What you should do » Show every line of the items below that contains the word "cobblestone", copying each such line in full.

Dataset entries:
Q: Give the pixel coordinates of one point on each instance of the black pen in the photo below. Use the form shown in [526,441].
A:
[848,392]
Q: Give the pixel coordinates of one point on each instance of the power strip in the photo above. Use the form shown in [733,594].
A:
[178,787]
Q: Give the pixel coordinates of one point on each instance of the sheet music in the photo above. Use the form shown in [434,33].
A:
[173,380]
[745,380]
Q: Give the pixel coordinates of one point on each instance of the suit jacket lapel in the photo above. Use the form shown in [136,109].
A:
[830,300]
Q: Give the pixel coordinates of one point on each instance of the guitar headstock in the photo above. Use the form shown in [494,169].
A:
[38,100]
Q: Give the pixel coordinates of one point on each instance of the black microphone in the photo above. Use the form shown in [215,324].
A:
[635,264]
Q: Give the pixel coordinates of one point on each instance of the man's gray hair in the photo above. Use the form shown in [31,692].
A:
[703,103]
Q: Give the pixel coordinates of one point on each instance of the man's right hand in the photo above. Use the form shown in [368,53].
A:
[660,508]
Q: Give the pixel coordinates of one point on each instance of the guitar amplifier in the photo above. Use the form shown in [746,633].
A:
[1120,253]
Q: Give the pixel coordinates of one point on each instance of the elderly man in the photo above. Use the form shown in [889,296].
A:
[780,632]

...

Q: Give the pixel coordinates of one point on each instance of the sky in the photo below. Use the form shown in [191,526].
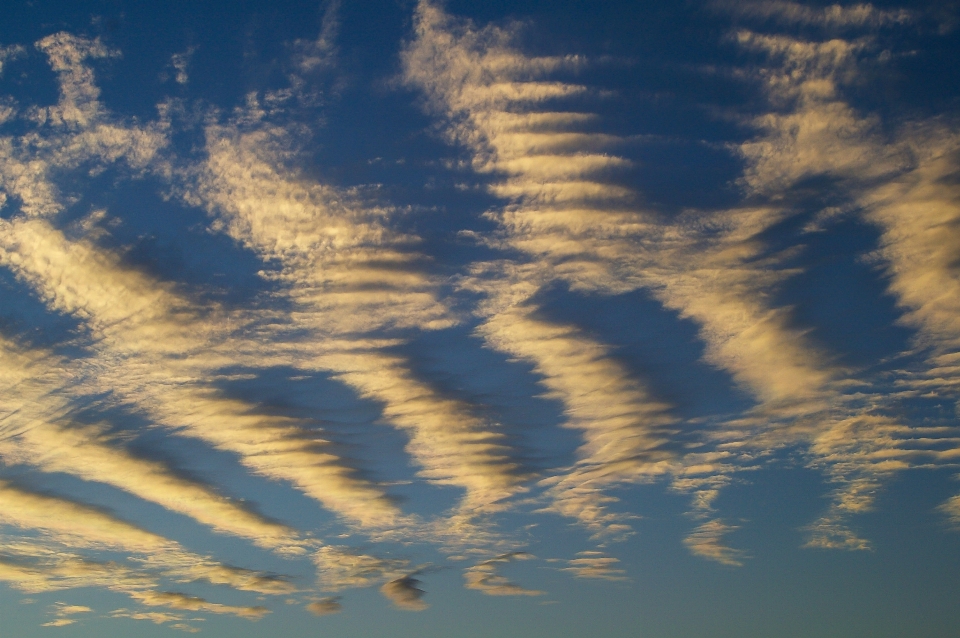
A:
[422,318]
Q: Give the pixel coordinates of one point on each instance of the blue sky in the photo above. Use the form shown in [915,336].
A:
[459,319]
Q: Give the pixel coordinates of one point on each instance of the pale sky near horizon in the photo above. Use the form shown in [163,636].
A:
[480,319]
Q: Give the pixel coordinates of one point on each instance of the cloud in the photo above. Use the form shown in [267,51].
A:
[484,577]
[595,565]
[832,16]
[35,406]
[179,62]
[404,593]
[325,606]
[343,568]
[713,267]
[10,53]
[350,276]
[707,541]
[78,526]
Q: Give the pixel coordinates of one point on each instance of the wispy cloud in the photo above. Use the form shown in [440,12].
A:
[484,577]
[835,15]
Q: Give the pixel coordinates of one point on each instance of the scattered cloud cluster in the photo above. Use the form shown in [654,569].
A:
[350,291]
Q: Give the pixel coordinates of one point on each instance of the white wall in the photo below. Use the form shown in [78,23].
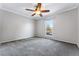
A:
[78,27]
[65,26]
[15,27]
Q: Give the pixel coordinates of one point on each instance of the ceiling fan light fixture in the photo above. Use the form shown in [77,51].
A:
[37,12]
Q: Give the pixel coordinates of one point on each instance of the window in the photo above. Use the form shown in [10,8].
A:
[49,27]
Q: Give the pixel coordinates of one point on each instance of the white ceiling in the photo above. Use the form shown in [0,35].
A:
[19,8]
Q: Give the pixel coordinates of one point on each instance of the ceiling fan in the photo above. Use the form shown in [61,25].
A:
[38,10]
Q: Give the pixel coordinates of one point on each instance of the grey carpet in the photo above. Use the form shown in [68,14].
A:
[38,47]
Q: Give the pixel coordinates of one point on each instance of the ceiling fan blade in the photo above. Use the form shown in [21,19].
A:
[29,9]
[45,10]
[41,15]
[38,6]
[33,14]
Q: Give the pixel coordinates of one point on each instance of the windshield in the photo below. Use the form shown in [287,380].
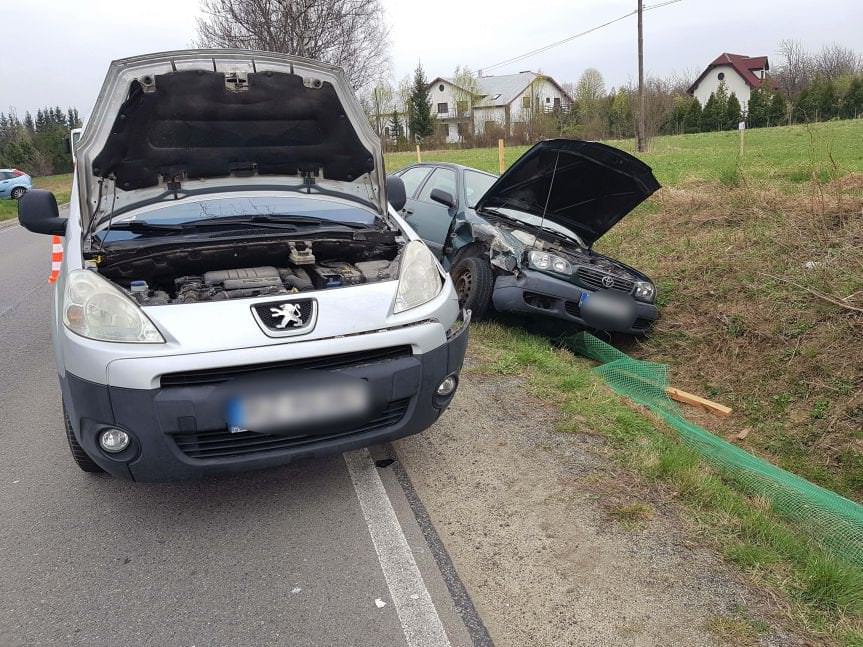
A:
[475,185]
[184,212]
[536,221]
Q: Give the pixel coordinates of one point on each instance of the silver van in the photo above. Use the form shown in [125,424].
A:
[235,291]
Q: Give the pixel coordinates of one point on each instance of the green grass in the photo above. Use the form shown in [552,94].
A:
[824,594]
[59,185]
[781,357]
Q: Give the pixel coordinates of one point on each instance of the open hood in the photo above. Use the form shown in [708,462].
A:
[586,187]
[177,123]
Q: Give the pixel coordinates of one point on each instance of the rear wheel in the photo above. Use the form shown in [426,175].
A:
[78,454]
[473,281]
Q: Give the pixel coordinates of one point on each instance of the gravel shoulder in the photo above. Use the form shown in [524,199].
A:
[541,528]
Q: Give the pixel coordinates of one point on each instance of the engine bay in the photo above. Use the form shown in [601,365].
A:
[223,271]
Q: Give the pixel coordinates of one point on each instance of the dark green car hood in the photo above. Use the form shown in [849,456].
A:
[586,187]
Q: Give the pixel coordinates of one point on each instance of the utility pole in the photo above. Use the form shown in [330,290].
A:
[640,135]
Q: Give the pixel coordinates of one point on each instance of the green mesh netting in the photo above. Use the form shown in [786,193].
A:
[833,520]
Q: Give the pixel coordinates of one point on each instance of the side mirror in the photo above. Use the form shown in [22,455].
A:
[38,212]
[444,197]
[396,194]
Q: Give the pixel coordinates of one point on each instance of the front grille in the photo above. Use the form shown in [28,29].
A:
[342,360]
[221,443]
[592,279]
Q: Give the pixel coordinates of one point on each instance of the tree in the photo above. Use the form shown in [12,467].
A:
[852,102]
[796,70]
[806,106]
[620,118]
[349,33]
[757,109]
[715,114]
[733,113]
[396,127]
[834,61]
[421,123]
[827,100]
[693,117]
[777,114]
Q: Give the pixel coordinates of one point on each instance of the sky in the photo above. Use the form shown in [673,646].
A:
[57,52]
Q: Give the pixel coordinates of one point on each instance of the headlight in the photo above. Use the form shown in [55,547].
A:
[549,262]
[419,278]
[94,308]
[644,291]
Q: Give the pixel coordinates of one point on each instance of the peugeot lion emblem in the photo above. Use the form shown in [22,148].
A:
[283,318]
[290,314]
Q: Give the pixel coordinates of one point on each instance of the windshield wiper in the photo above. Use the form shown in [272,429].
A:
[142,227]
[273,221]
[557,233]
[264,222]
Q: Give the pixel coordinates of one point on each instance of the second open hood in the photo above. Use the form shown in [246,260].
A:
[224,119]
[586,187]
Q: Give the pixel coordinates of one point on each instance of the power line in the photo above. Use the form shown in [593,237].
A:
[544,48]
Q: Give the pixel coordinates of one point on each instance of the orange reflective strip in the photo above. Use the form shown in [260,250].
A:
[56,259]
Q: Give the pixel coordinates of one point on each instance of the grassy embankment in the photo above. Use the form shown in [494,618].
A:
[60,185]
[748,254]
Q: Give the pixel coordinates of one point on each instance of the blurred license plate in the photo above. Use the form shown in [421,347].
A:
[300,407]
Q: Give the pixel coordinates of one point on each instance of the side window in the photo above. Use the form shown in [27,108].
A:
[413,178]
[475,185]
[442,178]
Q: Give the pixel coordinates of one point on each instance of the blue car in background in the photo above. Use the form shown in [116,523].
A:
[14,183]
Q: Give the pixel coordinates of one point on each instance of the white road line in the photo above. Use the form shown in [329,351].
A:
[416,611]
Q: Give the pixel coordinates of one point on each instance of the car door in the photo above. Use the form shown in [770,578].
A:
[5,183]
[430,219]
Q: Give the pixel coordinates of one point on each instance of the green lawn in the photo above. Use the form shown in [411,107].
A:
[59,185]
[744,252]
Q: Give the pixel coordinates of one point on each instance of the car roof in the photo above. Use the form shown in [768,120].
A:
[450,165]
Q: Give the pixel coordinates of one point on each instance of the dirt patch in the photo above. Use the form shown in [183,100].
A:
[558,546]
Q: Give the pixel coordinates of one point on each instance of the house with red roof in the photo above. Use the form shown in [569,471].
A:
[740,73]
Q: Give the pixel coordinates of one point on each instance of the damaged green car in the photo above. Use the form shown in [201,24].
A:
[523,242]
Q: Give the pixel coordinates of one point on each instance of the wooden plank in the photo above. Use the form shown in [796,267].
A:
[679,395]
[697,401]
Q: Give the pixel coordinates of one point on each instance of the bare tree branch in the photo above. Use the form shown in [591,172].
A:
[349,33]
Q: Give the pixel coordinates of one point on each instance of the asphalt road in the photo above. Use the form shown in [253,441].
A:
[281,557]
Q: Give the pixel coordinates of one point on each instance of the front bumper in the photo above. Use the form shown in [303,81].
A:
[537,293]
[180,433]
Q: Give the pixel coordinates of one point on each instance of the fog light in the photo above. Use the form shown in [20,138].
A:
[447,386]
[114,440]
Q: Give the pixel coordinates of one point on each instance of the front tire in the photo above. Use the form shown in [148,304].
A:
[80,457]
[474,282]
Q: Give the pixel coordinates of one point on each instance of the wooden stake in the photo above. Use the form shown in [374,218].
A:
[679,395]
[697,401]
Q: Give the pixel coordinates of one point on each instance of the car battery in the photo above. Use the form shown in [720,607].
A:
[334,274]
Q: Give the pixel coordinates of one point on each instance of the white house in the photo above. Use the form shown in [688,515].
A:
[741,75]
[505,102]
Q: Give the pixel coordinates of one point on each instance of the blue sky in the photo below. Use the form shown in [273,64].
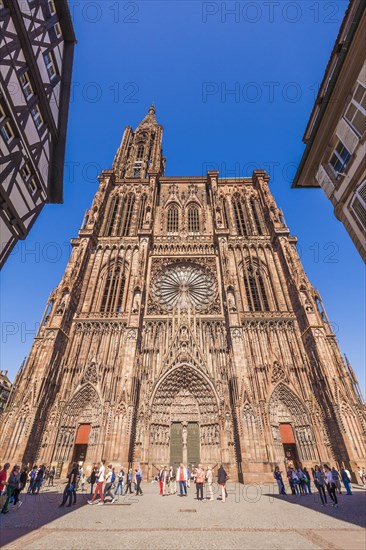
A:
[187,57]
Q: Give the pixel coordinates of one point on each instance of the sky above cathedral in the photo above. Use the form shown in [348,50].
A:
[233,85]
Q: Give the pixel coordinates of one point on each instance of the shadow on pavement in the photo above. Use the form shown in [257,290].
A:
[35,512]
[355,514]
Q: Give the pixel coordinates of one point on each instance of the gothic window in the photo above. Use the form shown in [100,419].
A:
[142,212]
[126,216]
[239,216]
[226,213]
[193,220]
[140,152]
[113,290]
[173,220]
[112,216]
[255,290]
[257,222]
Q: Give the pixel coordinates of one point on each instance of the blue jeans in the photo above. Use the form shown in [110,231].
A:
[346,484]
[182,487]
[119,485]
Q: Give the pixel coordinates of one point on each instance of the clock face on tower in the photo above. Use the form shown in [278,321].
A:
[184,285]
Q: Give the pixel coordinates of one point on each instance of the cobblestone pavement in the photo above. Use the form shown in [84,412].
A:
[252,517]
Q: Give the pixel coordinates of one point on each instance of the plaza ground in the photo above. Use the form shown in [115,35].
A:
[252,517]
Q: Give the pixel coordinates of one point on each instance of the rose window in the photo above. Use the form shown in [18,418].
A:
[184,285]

==

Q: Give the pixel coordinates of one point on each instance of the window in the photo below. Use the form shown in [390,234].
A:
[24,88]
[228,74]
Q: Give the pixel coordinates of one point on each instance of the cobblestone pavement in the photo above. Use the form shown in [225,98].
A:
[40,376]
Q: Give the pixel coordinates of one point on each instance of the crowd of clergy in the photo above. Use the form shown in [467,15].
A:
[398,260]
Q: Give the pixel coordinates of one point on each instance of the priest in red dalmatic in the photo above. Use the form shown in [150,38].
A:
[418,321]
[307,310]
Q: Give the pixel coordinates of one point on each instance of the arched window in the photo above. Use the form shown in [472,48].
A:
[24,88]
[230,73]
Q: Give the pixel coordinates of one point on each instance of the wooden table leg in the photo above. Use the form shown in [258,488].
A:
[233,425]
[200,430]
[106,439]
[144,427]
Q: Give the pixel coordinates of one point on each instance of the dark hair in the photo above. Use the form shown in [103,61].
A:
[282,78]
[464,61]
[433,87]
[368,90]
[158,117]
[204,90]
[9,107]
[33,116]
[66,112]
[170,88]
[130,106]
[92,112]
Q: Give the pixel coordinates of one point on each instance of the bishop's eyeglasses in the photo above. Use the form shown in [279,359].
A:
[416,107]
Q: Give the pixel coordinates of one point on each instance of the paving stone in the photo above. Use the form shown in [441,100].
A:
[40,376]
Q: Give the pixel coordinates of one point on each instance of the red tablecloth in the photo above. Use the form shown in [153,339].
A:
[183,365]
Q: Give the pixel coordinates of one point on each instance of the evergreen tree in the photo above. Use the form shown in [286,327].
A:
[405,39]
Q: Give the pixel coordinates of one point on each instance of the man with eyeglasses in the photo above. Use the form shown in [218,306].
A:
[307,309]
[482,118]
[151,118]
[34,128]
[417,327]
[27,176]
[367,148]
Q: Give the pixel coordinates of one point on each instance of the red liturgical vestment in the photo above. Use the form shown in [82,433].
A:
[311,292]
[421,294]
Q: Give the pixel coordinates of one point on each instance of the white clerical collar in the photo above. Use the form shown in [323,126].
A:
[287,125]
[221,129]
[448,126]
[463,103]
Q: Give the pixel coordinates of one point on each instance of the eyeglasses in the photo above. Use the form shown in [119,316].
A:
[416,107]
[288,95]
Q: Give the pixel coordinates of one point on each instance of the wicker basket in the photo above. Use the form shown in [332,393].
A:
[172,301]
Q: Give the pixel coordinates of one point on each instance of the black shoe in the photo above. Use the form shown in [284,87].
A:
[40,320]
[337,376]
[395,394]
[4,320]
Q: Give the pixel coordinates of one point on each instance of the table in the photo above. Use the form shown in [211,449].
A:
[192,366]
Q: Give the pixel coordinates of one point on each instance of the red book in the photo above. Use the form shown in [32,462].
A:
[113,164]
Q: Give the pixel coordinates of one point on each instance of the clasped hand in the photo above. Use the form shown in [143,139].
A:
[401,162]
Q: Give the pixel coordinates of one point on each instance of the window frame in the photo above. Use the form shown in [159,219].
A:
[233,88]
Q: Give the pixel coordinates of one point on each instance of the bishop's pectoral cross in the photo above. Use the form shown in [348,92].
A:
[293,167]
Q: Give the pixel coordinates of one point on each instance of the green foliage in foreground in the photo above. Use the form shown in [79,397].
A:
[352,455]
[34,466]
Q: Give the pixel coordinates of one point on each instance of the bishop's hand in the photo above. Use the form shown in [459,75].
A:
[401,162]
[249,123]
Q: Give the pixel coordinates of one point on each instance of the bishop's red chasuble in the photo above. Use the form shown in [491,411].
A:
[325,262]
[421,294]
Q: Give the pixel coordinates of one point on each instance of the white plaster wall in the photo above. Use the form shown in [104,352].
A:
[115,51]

Final answer »
Q: Give the pixel coordinates of one point on each instance of the cobblestone pavement in the photo above. Use the form shown in [84,412].
Q: Give the pixel coordinates of one point on each instance of the cobblestone pavement in the photo above. Use the form shown in [225,98].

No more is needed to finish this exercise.